### WHAT NEEDS TO BE DONE:
Will you copy the passage on AWS re:Invent from "Despite noise of" to "like Control Tower.", substituting "Artificial Intelligence" for "Machine Learning"?

### PASSAGE PROVIDED:
* * * * * * *

Despite noise of Microsoft Azure nipping at their heels, AWS is still the undisputed King of the Cloud. Attendance at re:Invent was up around 10-15% YoY, a 10x increase since the first show 7 years ago! Amazon announced 77 new products and services – 20 alone just around Machine Learning (no surprise here since this has been a steady drumbeat from AWS over the past year). We also heard compelling stories from their Enterprise clients and I was glad to see Amazon moving to make AWS a more enterprise-friendly platform with new products like Control Tower.

A high point of the week was a dinner hosted by Tim Horan from Oppenheimer, where we discussed Cloud, Digital Transformation and the impacts of politics with industry experts. A key topic of conversation was what to make of Microsoft Azure’s gain in cloud market share over the past few years. AWS cloud market share has dropped from ~80% in 2016 to an estimated 63% in 2019, while Azure’s share has climbed from 16% to 28% over that same time period. When looking at Enterprise workloads the race is much tighter; a RightScale 2018 survey shows Azure adoption grew 35% YoY while AWS adoption in this group increased by 15%. But the Azure numbers are worth a closer look.

Microsoft buries its Azure revenues in a much larger pile of “Commercial Cloud” revenues that include Office 365. So, while Microsoft announced a 73% growth in Azure cloud revenue, it’s impossible to put a hard dollar to that number. Industry experts are in agreement that the lion’s share of Microsoft’s commercial cloud growth comes from Office 365. Therefore, it’s safe to assume that the majority of Enterprise workloads running on Azure are O365 which begs the question, “is this real digital transformation?”

In Roxane Googin’s article on July 25, 2019 in the High Technology Observer entitled “Reality v. MSFT: Real versus Fake Digital Transformations”, she concludes that “a true digital transformation is about more than replatforming existing operations. In fact, it does not happen by making ‘personal productivity’ better. Rather, it is about rethinking operations from the ground up from the customer point of view, typically using real-time ‘AI infused’ algorithms to replace annoying, time-consuming and unpredictable manual efforts.“

I’d argue that the shift from PC windows + office to O365 is merely a replatforming exercise to improve productivity. While this move can certainly help businesses reduce expenses by 20 to 30% and drive new revenues, it does not fundamentally alter the way a business operates or interacts with clients. Therefore, perhaps this change should be viewed as Digital Transformation “lipstick”. We do, however, have great examples of Real Digital Transformations; AWS re:Invent was full of transformational testimonials and, at RiskFocus, we are fortunate to be partnering with a number of firms that are also embarking on Real Digital Transformations. I’d like to highlight a couple below.

* * * * * * *

### DATASET:

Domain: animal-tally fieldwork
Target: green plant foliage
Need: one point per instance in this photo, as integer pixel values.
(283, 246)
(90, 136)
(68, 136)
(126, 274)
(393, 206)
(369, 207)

* * * * * * *

### RESPONSE AREA:
Despite noise of Microsoft Azure nipping at their heels, AWS is still the undisputed King of the Cloud. Attendance at re:Invent was up around 10-15% YoY, a 10x increase since the first show 7 years ago! Amazon announced 77 new products and services – 20 alone just around Artificial Intelligence (no surprise here since this has been a steady drumbeat from AWS over the past year). We also heard compelling stories from their Enterprise clients and I was glad to see Amazon moving to make AWS a more enterprise-friendly platform with new products like Control Tower.